● **POTONGAN TEKS**:
━━━

Rangkap Jabatan Komisaris dan Direksi BUMN Bisa Jadi Potensi Pasar
loading...
A
A
A
JAKARTA - Rangkap jabatan yang dilakukan dewan komisaris dan dewan direksi BUMN tidak melulu dipahami sebagai bentuk monopoli pasar atau berdampak pada persaingan tidak sehat. Justru, dualisme kepemimpinan petinggi perseroan negara di perusahaan non BUMN menjadi potensi bagi pasar itu sendiri.
Pernyataan itu diutarakan pengamat BUMN dari Universitas Indonesia (UI) Toto Pranoto. Dia menilai, praktik usaha tidak sehat bisa bermacam cara. Namun, rangkap jabatan komisaris dan direksi BUMN, tidak harus dipahami sebagai upaya monopoli pasar.
Rangkap jabatan akan menjadi potensi pasar, bila Komisi Pengawas Persaingan Usaha (KPPU) sebagai lembaga pengawas dapat memainkan perannya secara maksimal.
"Praktek persaingan usaha tidak sehat bisa bermacam cara. Potensi rangkap dewan komisaris di dunia bisnis serupa bisa juga menjadi potensi. Tapi sepanjang otoritas KPPU sebagai pengawas dan stakeholder lainnya berfungsi baik, maka soal ini bisa dimonitor dengan baik," ujar Toto saat dihubungi MNC Portal Indonesia, Selasa (23/3/2021).
Meski begitu, dia tak menafikkan bahwa dampak monopoli perusahaan yang memiliki kekuatan pasar bisa mendikte pasar baik dari sisi supply maupun harga.
Monopoli juga bisa dihindari dari pemaksimalan kontrol yang dilakukan manajemen di internal perusahaan. Untuk menghindari praktik melanggar regulasi itu, pengawasan di internal korporasi dan perseroan pelat merah harus dimaksimalkan.
Toto menyebut, setiap korporasi memiliki hak kontrol bagi kepentingan mereka sendiri. Langkah itu, bisa dilakukan lewat mekanisme transparansi dan praktek good governance.

━━━

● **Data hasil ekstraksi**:

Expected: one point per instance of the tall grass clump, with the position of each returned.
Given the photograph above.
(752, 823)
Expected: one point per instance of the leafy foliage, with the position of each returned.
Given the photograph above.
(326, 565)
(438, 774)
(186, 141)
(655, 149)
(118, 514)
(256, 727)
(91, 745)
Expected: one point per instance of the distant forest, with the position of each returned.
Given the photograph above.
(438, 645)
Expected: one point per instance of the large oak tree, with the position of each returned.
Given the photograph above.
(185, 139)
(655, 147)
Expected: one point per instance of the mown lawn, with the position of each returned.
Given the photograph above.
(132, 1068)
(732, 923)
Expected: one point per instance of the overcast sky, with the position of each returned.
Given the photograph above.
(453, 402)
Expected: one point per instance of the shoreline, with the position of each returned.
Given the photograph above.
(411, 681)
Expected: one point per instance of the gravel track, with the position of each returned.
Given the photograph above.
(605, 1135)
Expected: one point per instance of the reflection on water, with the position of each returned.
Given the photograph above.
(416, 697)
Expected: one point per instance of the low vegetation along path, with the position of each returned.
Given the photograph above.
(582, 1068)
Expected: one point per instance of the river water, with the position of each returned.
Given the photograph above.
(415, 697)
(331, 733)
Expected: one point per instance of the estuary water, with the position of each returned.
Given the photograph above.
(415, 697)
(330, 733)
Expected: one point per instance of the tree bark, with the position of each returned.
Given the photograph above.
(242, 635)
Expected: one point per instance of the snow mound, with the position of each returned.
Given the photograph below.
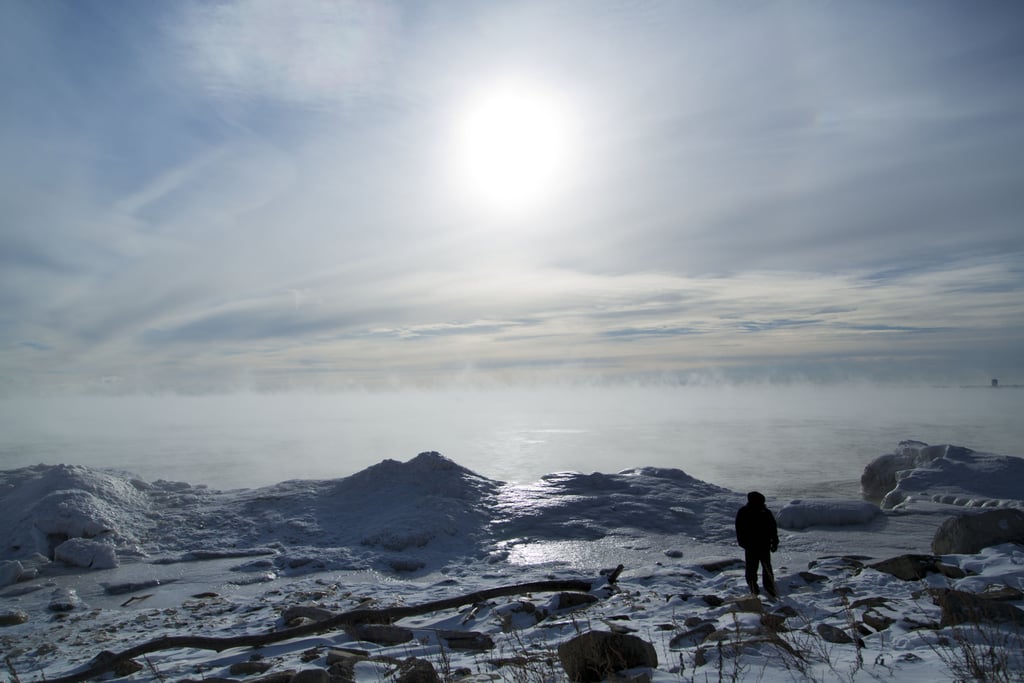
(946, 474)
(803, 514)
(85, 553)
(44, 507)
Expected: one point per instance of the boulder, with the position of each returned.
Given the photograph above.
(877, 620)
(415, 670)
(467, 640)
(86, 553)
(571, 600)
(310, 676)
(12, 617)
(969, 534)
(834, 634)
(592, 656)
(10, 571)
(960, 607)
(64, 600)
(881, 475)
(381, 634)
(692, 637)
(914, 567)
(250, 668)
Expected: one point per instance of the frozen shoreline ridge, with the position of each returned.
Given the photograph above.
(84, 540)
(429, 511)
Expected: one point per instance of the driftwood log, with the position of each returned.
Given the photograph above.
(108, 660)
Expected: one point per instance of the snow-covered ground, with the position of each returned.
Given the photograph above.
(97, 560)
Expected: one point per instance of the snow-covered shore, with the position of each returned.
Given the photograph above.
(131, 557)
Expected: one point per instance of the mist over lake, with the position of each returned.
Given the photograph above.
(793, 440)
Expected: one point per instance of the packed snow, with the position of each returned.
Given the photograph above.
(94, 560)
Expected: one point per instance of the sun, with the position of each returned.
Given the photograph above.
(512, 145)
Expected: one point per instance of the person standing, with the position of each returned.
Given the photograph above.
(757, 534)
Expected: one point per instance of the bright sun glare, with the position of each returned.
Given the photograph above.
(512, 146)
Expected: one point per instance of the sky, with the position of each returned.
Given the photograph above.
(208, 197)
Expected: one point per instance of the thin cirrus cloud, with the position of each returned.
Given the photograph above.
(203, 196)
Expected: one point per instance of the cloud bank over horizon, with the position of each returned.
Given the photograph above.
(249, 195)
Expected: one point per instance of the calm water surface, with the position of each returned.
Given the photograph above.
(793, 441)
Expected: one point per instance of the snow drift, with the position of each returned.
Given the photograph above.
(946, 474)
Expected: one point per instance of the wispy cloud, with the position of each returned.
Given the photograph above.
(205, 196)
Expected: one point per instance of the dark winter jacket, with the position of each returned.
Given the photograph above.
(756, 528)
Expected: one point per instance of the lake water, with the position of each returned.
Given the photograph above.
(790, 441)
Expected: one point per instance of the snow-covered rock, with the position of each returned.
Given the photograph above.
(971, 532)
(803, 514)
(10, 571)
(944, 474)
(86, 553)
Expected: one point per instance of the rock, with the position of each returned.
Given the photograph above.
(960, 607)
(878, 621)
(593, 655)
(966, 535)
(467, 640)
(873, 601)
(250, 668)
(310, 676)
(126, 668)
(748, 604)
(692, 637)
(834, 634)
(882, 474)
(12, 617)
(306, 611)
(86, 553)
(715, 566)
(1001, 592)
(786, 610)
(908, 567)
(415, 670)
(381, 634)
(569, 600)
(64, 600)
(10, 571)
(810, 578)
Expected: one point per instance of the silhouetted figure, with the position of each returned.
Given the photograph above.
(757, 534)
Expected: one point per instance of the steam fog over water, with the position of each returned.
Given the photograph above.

━━━

● **TUGAS SINGKAT**:
Tolong jawab singkat tiga hal berikut berdasarkan artikel tentang rangkap jabatan di BUMN.
1. Siapa pengamat BUMN yang dikutip, dan dari universitas mana?
2. Lembaga pengawas apa yang harus memainkan perannya secara maksimal agar rangkap jabatan menjadi potensi pasar?
3. Lewat mekanisme apa hak kontrol korporasi bisa dilakukan?

● **JAWABAN LATIHAN**:
1. Toto Pranoto, dari Universitas Indonesia (UI).
2. Komisi Pengawas Persaingan Usaha (KPPU).
3. Lewat mekanisme transparansi dan praktek good governance.